Exercise: Copy the listing verbatim, excluding any images found in it.

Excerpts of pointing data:
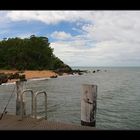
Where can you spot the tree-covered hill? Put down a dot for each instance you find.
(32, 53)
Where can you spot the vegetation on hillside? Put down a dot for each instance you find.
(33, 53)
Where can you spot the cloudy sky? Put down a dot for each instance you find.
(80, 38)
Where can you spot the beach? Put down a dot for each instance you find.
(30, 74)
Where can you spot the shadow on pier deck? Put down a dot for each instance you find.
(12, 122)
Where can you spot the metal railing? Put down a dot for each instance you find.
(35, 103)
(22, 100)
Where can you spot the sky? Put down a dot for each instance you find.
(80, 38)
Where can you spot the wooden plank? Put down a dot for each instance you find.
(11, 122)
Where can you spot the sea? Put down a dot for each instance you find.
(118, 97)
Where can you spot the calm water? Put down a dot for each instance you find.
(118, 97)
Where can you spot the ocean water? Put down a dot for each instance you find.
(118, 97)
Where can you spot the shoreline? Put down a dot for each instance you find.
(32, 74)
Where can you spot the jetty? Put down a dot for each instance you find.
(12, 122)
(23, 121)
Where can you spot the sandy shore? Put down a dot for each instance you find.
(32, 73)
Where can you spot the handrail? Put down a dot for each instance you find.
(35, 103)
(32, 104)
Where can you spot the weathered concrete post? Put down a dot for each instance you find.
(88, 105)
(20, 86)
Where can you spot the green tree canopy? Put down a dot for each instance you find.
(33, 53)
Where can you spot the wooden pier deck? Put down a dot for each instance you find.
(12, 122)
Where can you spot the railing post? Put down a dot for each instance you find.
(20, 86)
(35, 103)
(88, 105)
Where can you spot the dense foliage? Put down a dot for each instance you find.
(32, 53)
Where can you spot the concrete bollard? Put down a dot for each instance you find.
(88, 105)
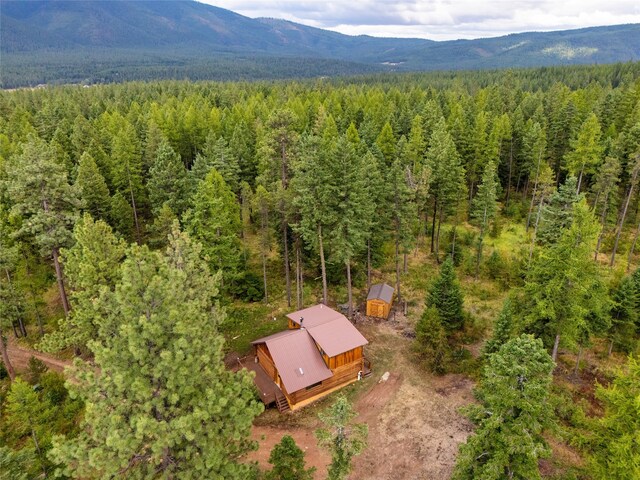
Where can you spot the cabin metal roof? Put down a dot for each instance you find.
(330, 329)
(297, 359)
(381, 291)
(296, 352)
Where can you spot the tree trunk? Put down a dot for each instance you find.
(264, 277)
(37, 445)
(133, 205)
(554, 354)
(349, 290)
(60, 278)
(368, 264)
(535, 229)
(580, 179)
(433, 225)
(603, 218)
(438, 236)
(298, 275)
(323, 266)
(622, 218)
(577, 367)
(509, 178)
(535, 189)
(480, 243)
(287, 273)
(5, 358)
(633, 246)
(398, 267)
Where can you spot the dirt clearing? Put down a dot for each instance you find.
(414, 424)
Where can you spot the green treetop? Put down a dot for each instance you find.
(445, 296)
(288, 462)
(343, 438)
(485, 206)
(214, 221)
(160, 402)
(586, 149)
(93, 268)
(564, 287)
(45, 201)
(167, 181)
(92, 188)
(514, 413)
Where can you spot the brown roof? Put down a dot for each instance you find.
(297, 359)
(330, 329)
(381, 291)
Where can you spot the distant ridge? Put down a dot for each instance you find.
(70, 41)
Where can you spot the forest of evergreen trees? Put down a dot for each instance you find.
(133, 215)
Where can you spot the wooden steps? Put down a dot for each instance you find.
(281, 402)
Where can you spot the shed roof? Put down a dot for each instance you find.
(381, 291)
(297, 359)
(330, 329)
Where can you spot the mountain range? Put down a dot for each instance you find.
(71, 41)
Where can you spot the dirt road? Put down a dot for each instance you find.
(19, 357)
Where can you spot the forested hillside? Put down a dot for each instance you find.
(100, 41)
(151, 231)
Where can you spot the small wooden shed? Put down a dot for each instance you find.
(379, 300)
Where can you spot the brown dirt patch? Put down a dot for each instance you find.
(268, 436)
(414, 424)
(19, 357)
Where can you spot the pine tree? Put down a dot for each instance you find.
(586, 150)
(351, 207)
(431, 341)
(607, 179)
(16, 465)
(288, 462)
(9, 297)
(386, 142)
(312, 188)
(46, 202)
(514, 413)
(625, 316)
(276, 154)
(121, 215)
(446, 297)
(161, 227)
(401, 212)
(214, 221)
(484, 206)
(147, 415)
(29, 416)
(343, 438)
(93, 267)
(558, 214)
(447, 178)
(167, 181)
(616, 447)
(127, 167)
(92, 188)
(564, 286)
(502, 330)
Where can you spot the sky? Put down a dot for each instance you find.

Solution for this exercise:
Where can you spot the tree-covered hill? Put down a dot for each instance you find.
(32, 53)
Where can you spot the vegetation on hillside? Put down a dot for each instance you find.
(33, 53)
Where can you spot the cloudy sky? Put down a dot for each instance you find.
(80, 38)
Where can you spot the beach? Put down a dot for each instance you find.
(30, 74)
Where can you spot the shadow on pier deck? Put down a dot for each instance you find.
(12, 122)
Where can you spot the metal railing? Put down a dot for each instance you find.
(35, 103)
(22, 100)
Where can you spot the sky? Put down a dot for each instance you find.
(80, 38)
Where can you spot the wooden plank? Put down a dot for each instance you find.
(11, 122)
Where can you spot the sea? Put down a dot for each instance you find.
(118, 97)
Where can you spot the calm water? Put down a dot for each instance you find.
(118, 97)
Where can you spot the ocean water? Put down a dot for each instance you find.
(118, 97)
Where can you spot the shoreline? Put down a dot for each instance you find.
(32, 74)
Where can you spot the jetty? Put down a dot for each instance you find.
(12, 122)
(23, 121)
Where can you spot the sandy shore? Put down a dot for each instance you find.
(32, 73)
Where can you spot the handrail? Put down a dot for each instance you find.
(35, 103)
(32, 104)
Where can you spot the weathered concrete post? Put down a dot for each instance you find.
(88, 105)
(20, 86)
Where can you spot the green tree canopy? Put down a dot for each instance you find.
(33, 53)
Where can you spot the wooden pier deck? Put down a dot for each instance you find.
(12, 122)
Where can you spot the railing post? Put down a dot for each instance you find.
(20, 86)
(35, 103)
(88, 105)
Where can you spot the dense foliage? Put down a dot for each instance you find.
(32, 53)
Where can you spot the concrete bollard? Put down a dot for each instance you find.
(88, 105)
Where can you spot the cabin metal roof? Put down a dot for each instance you find.
(330, 329)
(297, 359)
(381, 291)
(296, 352)
Where can you spot the tree trunk? Put down a dot for each instance you find.
(264, 277)
(37, 445)
(133, 205)
(554, 354)
(349, 290)
(60, 278)
(368, 264)
(535, 229)
(580, 179)
(433, 225)
(603, 218)
(438, 236)
(298, 275)
(323, 266)
(622, 218)
(577, 367)
(509, 178)
(535, 189)
(480, 243)
(287, 273)
(5, 358)
(633, 246)
(398, 267)
Where can you spot the dirt clearing? Put down a dot for each instance you find.
(414, 424)
Where can you spot the green treetop? Put down a dot for each instance you find.
(445, 296)
(288, 462)
(343, 438)
(485, 206)
(214, 221)
(160, 402)
(586, 149)
(93, 268)
(564, 287)
(45, 201)
(167, 181)
(92, 188)
(514, 413)
Where can you spot the brown roof? Put down a dot for each instance you find.
(297, 359)
(330, 329)
(381, 291)
Where can you spot the distant ridge? Put down a dot for each instance you find.
(70, 41)
Where can you spot the forest of evergreen trees? Put down a dot for each instance you find.
(133, 215)
Where can you spot the wooden steps? Put down a dot for each instance you find.
(281, 402)
Where can you spot the shed roof? Put down a dot for each instance you find.
(381, 291)
(297, 359)
(330, 329)
Where can you spot the mountain range? Put down a dot for each instance you find.
(71, 41)
Where can you spot the dirt road? Put down a dot for each instance you find.
(19, 357)
Where can you spot the forested hillside? Put down a dot for each instance you find.
(100, 41)
(151, 231)
Where can you spot the small wooden shed? Put down a dot for each instance you find.
(379, 300)
Where can you spot the brown dirt patch? Put down a dot for each instance you find.
(268, 436)
(414, 424)
(19, 357)
Where can you spot the pine tree? Put down a dot for each instance you find.
(586, 150)
(351, 207)
(431, 341)
(607, 179)
(16, 465)
(288, 462)
(9, 297)
(386, 142)
(312, 188)
(46, 202)
(514, 413)
(625, 316)
(276, 154)
(121, 215)
(446, 297)
(161, 227)
(401, 212)
(214, 221)
(484, 206)
(147, 415)
(29, 416)
(343, 438)
(93, 267)
(558, 214)
(447, 178)
(167, 181)
(616, 447)
(127, 167)
(92, 188)
(564, 286)
(502, 330)
Where can you spot the sky? Put down a dot for each instance you find.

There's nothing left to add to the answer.